* [TASK STATEMENT]
Below are the records; copy every line in them that holds the string "boxes".

* [THE INPUT]
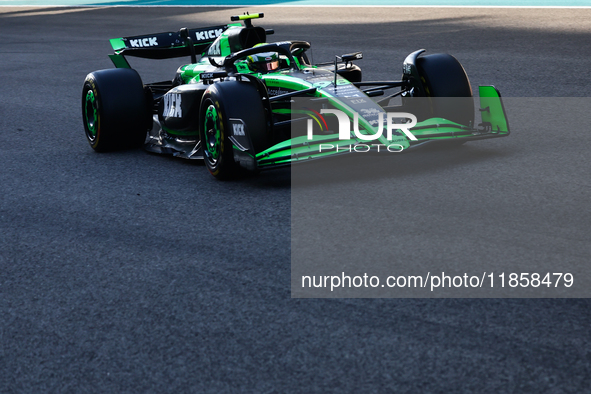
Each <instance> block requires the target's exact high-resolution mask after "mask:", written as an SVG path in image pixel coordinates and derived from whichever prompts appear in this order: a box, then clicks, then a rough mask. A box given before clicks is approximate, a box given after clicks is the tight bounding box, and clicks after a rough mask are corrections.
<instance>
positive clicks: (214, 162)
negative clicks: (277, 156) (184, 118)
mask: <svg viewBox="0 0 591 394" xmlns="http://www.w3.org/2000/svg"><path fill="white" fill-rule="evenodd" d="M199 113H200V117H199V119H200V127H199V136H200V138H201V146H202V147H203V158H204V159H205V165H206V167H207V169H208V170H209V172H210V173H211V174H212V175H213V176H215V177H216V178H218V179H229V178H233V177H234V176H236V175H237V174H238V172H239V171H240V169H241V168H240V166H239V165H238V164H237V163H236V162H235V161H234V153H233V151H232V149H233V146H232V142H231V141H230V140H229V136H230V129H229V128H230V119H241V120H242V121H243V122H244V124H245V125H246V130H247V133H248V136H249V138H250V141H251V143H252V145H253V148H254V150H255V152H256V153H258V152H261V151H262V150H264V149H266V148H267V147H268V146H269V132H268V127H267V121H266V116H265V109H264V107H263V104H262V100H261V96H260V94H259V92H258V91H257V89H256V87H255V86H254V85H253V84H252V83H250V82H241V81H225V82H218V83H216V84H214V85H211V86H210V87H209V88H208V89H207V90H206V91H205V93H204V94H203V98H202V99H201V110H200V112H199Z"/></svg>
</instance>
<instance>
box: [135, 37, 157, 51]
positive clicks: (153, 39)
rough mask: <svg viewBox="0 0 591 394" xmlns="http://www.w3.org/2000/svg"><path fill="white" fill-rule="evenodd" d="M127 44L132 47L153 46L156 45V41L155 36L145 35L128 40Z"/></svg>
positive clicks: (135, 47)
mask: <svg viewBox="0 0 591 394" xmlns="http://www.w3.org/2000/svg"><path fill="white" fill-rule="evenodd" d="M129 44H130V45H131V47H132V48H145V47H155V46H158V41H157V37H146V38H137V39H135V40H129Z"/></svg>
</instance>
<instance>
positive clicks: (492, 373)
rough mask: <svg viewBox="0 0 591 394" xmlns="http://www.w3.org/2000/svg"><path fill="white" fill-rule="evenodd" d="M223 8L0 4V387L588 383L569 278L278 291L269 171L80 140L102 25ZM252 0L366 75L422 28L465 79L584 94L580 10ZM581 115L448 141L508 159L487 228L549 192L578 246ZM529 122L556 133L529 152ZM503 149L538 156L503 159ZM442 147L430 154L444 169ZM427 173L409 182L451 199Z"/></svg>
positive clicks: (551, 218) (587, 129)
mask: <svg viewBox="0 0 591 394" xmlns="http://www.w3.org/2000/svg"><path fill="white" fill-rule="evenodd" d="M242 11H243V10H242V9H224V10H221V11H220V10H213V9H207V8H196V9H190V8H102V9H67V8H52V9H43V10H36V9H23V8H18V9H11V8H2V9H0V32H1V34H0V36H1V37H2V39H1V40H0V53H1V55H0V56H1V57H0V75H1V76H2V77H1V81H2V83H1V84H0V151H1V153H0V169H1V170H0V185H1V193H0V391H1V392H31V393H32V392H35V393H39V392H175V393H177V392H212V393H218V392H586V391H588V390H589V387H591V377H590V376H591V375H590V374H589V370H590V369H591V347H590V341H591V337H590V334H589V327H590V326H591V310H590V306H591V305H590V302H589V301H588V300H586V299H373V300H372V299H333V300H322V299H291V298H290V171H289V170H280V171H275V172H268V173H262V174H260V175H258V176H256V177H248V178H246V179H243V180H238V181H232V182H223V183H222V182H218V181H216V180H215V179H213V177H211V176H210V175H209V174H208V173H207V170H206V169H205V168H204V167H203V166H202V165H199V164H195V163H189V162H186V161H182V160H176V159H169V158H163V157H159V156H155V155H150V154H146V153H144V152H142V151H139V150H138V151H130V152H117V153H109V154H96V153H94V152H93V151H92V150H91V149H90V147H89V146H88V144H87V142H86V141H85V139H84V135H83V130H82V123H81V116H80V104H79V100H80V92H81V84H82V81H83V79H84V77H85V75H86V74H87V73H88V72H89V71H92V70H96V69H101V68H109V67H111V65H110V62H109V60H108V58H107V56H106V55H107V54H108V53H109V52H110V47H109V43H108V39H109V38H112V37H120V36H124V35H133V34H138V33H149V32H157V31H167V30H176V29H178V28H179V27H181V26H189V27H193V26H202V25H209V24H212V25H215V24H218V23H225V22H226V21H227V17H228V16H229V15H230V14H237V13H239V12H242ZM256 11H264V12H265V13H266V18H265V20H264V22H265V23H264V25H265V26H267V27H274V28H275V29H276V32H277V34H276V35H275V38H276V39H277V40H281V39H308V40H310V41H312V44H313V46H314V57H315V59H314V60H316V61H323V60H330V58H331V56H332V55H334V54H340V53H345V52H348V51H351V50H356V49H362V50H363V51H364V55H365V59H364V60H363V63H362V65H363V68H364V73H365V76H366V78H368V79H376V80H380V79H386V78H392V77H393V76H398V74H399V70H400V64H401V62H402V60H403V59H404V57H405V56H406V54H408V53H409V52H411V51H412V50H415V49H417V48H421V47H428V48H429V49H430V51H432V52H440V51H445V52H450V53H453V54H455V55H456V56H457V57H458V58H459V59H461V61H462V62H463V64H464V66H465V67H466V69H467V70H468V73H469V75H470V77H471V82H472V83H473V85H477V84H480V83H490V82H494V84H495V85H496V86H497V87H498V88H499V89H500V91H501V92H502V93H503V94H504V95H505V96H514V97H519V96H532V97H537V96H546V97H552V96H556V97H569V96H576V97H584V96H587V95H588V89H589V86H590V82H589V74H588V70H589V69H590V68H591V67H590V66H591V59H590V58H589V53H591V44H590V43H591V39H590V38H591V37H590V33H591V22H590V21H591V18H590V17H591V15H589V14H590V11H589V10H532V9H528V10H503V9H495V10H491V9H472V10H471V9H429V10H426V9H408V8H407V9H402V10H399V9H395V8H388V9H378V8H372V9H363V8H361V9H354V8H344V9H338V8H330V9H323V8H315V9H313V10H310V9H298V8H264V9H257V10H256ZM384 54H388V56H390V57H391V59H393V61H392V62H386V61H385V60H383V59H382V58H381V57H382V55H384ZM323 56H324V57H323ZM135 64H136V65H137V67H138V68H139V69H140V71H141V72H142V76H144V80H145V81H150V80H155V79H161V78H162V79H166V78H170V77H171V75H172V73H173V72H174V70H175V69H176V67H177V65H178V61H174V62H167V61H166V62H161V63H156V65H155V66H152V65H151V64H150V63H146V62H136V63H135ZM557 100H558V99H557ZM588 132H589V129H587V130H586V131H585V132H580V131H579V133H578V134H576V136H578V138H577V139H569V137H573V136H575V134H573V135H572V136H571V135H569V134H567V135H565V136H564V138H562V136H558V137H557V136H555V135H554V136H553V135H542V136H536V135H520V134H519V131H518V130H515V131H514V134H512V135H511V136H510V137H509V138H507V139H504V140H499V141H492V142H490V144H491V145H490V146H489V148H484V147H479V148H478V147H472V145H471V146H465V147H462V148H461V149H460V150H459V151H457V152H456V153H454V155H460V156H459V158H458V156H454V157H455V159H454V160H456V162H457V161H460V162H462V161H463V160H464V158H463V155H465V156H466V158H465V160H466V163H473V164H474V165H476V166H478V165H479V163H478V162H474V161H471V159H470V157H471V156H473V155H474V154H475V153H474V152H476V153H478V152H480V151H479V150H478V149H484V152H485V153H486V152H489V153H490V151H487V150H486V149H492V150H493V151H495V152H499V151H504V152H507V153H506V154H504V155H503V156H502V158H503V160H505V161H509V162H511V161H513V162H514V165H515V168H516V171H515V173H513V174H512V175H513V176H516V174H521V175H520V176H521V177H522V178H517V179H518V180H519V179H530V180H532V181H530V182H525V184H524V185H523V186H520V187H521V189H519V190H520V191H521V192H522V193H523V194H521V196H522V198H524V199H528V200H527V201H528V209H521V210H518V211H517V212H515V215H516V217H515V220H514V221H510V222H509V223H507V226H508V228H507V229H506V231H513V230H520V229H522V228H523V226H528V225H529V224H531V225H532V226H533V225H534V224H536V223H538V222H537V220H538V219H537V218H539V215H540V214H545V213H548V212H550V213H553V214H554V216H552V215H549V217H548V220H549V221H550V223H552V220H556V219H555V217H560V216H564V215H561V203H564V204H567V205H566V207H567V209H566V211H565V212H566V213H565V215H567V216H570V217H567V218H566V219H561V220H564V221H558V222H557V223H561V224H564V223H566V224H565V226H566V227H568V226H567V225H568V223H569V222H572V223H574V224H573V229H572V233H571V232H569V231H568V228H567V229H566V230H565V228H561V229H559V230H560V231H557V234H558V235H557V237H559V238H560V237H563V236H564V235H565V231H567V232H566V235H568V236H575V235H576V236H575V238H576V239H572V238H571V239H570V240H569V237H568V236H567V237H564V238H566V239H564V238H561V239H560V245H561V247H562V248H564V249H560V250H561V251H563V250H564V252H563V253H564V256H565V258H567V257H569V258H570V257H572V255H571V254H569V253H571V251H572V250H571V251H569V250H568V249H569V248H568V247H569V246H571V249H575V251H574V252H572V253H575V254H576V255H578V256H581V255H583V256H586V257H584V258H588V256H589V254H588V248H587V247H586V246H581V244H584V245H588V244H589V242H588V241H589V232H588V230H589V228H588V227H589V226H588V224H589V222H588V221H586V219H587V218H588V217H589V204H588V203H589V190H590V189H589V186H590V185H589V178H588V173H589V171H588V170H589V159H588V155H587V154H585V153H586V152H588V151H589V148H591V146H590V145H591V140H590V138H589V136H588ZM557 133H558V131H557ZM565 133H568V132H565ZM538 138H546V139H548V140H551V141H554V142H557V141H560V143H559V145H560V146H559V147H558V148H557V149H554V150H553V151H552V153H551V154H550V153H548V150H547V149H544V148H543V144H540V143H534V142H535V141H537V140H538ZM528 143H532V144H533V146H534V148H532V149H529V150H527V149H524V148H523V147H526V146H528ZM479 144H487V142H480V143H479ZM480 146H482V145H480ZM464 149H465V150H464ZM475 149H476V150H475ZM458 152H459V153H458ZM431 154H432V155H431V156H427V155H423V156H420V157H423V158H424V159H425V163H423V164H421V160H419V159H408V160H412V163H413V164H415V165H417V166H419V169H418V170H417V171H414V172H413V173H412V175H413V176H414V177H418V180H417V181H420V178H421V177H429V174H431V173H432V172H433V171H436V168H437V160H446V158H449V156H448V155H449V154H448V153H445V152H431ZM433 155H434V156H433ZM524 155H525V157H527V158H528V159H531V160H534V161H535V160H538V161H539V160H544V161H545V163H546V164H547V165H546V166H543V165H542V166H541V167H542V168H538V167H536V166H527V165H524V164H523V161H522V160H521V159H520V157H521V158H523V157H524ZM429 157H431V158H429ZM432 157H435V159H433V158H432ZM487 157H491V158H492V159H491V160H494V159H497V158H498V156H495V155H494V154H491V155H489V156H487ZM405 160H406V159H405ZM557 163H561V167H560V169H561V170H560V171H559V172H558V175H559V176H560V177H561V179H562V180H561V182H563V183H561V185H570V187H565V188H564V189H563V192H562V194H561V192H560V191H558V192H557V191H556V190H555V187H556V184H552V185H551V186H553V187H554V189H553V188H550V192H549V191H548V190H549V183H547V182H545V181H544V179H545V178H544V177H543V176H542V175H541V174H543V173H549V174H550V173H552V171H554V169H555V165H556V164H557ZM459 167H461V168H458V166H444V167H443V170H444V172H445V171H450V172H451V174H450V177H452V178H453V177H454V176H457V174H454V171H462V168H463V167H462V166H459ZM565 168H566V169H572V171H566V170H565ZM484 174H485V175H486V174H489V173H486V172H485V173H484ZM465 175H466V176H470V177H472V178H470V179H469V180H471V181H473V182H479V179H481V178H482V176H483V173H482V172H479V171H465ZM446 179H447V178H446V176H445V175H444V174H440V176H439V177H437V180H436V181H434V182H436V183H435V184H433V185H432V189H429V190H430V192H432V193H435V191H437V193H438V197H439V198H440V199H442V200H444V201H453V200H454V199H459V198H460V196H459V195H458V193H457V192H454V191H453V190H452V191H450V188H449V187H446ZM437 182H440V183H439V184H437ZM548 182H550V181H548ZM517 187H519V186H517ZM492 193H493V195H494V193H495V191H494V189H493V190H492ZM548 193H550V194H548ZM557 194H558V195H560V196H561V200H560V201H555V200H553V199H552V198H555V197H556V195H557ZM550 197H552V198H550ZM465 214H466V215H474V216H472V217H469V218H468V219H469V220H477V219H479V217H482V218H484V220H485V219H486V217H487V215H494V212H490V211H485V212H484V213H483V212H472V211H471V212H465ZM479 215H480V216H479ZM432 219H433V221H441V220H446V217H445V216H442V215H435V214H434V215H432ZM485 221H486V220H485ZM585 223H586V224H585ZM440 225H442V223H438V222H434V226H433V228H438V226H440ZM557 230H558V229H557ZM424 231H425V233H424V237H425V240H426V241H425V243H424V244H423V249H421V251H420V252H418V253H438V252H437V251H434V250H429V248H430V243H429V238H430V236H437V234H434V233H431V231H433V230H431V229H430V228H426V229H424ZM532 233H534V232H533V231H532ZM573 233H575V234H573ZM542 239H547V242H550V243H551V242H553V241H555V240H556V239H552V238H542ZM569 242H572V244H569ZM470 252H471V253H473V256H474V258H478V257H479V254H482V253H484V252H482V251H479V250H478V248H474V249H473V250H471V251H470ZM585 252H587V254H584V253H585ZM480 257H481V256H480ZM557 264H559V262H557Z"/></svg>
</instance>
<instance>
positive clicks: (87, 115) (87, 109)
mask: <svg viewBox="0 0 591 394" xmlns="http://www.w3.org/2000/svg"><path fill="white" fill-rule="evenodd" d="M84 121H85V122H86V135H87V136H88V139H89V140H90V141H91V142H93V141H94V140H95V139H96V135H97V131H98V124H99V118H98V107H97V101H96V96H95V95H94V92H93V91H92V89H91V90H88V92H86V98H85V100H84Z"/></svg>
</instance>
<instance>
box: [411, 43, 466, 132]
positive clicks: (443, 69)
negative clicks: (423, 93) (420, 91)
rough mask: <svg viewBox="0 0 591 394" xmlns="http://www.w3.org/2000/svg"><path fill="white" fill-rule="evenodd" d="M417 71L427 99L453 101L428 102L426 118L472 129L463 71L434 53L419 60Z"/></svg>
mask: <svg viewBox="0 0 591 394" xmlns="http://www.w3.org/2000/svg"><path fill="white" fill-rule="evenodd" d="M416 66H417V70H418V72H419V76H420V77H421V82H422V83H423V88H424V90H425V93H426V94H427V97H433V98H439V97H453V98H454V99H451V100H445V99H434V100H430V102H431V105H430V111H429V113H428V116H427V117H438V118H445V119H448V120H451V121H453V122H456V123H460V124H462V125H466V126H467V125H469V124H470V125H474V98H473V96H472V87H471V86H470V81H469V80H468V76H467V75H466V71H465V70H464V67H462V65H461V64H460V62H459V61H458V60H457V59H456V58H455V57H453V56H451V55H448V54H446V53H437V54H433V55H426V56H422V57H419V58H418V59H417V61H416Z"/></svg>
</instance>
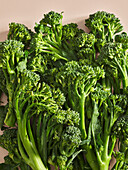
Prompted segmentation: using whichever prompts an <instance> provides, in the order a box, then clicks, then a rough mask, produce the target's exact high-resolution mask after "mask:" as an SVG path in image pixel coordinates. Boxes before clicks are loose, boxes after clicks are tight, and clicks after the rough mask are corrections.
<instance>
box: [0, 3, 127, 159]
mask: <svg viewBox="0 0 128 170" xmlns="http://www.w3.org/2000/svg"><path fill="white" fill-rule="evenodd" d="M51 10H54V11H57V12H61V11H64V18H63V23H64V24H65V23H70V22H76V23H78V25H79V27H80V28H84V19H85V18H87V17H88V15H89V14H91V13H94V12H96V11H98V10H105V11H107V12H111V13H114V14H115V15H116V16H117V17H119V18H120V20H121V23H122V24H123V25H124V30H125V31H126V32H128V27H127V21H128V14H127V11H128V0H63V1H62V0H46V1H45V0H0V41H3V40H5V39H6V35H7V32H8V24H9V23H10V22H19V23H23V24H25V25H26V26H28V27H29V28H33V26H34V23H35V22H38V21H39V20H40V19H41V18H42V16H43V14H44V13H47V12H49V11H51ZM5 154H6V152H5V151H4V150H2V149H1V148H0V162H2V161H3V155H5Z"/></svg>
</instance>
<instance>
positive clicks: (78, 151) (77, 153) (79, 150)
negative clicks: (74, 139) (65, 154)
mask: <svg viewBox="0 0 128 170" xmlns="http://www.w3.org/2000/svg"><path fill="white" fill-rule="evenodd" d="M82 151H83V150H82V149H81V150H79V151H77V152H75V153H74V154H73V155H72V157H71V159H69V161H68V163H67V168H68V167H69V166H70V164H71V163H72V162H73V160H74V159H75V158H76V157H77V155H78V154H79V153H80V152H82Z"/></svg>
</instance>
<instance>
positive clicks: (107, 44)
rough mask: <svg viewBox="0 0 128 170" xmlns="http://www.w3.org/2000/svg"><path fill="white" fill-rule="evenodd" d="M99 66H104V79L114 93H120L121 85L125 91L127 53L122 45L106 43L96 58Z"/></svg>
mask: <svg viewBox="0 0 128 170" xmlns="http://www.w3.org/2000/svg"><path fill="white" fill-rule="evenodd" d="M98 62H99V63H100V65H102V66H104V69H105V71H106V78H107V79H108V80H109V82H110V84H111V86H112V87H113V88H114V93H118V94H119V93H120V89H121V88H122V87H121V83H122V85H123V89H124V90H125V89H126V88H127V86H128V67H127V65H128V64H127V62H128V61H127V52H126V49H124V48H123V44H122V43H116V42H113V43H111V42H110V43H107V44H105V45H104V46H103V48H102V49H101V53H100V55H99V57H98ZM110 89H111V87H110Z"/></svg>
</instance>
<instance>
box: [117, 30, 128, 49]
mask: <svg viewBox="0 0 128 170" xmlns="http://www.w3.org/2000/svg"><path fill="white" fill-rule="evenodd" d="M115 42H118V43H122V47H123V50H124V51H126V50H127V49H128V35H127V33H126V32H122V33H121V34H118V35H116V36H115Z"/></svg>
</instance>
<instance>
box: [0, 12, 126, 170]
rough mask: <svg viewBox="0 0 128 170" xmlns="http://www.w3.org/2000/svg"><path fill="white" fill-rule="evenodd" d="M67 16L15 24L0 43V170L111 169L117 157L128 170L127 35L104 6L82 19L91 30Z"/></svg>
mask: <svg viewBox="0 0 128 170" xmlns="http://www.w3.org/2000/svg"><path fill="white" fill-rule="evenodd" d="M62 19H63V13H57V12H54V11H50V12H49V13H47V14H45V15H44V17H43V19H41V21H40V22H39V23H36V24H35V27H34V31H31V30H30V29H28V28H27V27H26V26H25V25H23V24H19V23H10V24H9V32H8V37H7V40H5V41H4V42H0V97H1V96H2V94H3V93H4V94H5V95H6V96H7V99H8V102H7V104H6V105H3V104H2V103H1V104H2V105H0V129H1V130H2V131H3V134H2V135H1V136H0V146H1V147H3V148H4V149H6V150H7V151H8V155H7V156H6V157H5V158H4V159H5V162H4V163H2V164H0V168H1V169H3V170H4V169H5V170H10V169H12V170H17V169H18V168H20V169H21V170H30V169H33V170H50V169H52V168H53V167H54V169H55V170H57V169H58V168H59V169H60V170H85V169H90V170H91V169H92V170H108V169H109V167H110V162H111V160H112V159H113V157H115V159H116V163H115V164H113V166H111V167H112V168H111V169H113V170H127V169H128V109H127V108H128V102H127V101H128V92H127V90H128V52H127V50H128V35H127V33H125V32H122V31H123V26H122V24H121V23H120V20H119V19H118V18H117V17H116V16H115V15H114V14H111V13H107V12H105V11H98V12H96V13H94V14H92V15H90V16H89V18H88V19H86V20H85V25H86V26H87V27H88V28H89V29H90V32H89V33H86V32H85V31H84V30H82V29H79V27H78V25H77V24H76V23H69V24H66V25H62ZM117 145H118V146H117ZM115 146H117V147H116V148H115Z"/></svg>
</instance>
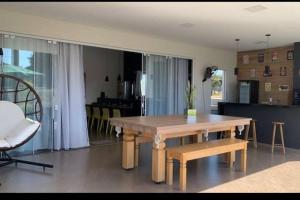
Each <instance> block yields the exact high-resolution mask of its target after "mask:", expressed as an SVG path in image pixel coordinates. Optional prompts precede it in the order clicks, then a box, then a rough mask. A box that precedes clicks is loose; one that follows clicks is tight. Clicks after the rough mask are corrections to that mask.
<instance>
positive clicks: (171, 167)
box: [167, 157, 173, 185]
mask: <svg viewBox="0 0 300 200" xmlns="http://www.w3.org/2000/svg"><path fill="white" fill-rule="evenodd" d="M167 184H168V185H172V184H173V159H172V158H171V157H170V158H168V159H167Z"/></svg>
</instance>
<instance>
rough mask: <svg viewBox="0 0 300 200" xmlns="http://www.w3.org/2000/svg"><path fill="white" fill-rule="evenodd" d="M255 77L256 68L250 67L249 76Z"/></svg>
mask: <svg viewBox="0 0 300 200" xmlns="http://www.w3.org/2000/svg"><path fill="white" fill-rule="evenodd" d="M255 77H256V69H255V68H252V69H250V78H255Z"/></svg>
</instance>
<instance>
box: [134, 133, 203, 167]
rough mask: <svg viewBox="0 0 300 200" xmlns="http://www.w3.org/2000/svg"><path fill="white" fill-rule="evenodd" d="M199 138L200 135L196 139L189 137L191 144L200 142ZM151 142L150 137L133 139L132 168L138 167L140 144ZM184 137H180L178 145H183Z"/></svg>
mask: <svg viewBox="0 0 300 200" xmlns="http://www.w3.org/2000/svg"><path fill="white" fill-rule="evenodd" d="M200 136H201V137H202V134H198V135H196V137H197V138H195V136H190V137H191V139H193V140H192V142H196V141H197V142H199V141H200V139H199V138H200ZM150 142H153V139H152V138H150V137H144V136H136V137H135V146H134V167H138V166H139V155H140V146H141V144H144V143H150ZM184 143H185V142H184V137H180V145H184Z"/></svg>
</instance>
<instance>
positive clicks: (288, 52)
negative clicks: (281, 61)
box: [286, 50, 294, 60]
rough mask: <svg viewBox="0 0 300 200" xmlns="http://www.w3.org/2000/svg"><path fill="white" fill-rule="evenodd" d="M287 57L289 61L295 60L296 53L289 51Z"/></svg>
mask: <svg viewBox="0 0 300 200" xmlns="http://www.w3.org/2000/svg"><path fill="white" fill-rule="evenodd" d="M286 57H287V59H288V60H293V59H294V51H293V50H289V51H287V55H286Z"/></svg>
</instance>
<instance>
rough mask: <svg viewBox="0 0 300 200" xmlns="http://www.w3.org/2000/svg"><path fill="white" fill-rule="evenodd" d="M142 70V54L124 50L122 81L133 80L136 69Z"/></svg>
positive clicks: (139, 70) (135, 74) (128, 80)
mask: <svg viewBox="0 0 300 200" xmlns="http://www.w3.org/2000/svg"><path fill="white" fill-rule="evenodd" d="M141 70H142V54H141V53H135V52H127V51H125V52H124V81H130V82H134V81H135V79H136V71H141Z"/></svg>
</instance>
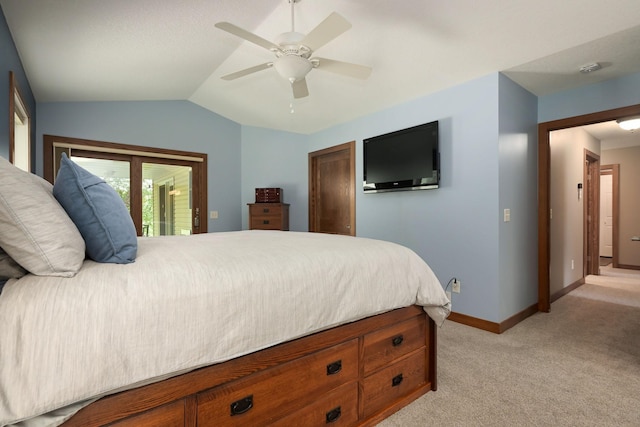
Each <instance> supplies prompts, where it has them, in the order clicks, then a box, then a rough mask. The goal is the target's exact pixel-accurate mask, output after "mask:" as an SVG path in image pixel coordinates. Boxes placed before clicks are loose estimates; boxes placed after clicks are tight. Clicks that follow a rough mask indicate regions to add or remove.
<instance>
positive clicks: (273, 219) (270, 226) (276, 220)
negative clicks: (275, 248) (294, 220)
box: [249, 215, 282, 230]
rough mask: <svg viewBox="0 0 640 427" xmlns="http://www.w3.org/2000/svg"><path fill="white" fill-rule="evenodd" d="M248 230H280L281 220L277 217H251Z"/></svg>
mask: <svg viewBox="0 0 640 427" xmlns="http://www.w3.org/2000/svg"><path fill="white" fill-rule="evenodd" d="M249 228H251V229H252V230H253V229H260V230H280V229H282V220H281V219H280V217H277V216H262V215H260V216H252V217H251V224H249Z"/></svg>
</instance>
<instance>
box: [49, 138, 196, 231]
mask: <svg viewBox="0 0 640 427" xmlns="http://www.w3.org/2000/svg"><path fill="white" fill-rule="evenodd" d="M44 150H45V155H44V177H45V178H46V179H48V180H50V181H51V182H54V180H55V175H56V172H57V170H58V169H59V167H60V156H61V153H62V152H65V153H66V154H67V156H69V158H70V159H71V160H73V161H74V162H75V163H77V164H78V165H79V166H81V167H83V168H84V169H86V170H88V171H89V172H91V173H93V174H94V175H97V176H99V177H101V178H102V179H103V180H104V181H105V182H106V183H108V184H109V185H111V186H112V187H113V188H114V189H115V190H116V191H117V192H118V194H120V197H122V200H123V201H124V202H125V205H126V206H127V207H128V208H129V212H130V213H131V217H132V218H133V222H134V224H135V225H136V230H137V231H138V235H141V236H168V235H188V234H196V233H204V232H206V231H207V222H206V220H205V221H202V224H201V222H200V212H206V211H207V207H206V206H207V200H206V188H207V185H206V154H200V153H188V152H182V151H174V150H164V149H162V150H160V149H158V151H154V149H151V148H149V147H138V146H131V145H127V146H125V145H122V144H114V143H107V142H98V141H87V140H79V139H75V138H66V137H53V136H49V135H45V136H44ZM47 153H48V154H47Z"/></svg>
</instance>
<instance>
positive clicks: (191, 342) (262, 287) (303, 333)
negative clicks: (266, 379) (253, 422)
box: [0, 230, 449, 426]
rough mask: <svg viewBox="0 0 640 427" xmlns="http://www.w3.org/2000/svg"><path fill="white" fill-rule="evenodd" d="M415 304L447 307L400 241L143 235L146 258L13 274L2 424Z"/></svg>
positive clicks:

* [COMPLETED EXERCISE]
Prompted segmentation: using whichever prompts an <instance> provides, in the order a box, then clicks, then a rough mask, produce the target's exact high-resolution mask after "mask:" as an SVG path in image pixel coordinates. Boxes before clicks are loose, boxes after clicks are tight, and clicks after the rough mask are corrections.
Each <instance> supplies prompts, where it has them, in the order clicks, then a box, then a rough mask. The goal is the target's exact pixel-accurate mask, output after "mask:" as an SVG path in image pixel coordinates. Boxes placed before clicks are loose estimates; boxes placed after clicks are tight. Clicks that follow a rough mask indicate regions to add or remove.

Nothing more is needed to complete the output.